(TEXTE FOURNI)
....

L’éducation dans la Russie soviétique après la révolution de 1917

vendredi 9 mars 2018.
 

Une autre éducation a été possible dans un pays qui expérimentait une société différente du capitalisme. Il s’agit de la Russie révolutionnaire. Bien sûr, ce n’est pas un modèle de ce qu’il faudrait faire aujourd’hui, on n’est plus au début du XXe siècle. Mais cela donne néanmoins une idée de ce qu’il est possible de faire lorsqu’il y a la volonté politique et la conscience que l’éducation des hommes, c’est l’avenir de la société.

En Russie, les ouvriers, les soldats et les paysans prirent le pouvoir en 1917 et renversèrent le vieil ordre social tsariste. Ils provoquèrent une immense avancée dans le domaine de l’éducation, après des siècles d’obscurantisme et d’analphabétisme.

À la veille de la révolution de 1917, 80 % de la population était toujours illettrée. La plupart des écoles existantes étaient tenues par des popes de l’Église orthodoxe. En mettant fin au régime qui maintenait le peuple dans une misère noire, la révolution bolchévique mit fin également à l’analphabétisme, à un état d’ignorance et de superstitions inimaginables. Lutter contre l’analphabétisme, une priorité Dès 1918, un commissariat à l’Instruction publique fut mis en place, et un décret promulguait l’alphabétisation de toute la population entre huit et cinquante ans. Malgré les bouleversements de la Révolution, puis les difficultés de la guerre civile, et en l’absence de moyens importants, l’enthousiasme révolutionnaire souleva des montagnes, le combat contre l’illettrisme fut mené dans tous les coins de la nouvelle URSS, du Turkestan jusqu’en Sibérie.

....

(CONSIGNES ÉCRITES)
1) D'après le texte sur l'éducation en Russie soviétique, quelle proportion de la population était encore illettrée à la veille de la révolution de 1917 ?
2) Poursuivez, s'il vous plaît, le texte sur l'éducation en Russie soviétique après sa dernière phrase.

....

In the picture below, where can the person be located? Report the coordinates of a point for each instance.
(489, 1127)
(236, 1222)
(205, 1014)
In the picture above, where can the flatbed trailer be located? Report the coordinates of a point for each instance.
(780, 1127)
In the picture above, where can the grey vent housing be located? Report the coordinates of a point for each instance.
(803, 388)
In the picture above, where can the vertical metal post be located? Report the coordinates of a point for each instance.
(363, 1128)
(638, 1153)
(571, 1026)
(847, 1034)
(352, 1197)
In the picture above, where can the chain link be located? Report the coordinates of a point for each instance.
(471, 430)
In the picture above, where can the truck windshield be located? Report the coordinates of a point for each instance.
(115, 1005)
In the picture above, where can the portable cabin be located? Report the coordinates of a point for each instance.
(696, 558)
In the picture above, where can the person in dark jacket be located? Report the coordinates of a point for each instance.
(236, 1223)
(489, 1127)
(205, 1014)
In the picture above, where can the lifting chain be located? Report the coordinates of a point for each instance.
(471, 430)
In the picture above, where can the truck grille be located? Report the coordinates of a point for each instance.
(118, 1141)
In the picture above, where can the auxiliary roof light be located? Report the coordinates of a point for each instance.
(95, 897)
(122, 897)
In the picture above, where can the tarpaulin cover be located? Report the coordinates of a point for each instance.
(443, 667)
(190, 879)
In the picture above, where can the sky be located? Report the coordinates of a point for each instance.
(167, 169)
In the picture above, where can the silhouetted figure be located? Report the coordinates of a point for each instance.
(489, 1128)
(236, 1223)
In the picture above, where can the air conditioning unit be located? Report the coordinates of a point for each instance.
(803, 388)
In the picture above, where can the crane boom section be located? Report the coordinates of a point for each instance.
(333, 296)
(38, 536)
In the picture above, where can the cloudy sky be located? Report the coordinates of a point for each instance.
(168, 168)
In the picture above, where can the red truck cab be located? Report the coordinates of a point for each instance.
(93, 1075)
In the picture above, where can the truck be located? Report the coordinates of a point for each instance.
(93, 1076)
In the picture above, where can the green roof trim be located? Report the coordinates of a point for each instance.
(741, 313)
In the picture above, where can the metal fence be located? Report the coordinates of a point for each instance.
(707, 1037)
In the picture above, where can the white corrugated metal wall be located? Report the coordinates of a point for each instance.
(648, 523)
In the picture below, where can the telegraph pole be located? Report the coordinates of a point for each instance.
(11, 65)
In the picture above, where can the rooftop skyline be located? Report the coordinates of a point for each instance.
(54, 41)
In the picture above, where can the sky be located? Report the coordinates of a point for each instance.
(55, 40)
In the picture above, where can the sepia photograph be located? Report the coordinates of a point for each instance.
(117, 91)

....

(LES RÉSULTATS)
1) 80 % de la population était encore illettrée.

2)
Un roman d’Aïtmatov raconte l’arrivée du « premier maître » dans un village de Kirghizie. Sachant lui-même tout juste lire et écrire, il dut faire face à la méfiance des paysans, qui hésitaient à lui confier leurs enfants. Établir l’école, convaincre enfants et parents, ce ne fut pas une mince affaire, mais il s’y attela avec fougue et ferveur. Et ce fut grâce à des milliers et des milliers de ces premiers maîtres qu’en quelques années l’analphabétisme recula radicalement, même parmi les peuples dont la langue ne connaissait pas l’écriture.

Des dizaines de milliers de centres de lutte contre l’analphabétisme furent créés, autant de bibliothèques. Pour alimenter la soif de savoir, surgirent des écoles nouvelles, des cours d’adultes, des facultés ouvrières. En 1920, il y avait un demi-million d’enseignants à travers tout le pays. Mais chacun était concerné, un décret exigeait de tout homme cultivé « qu’il considère comme son devoir d’instruire plusieurs illettrés ».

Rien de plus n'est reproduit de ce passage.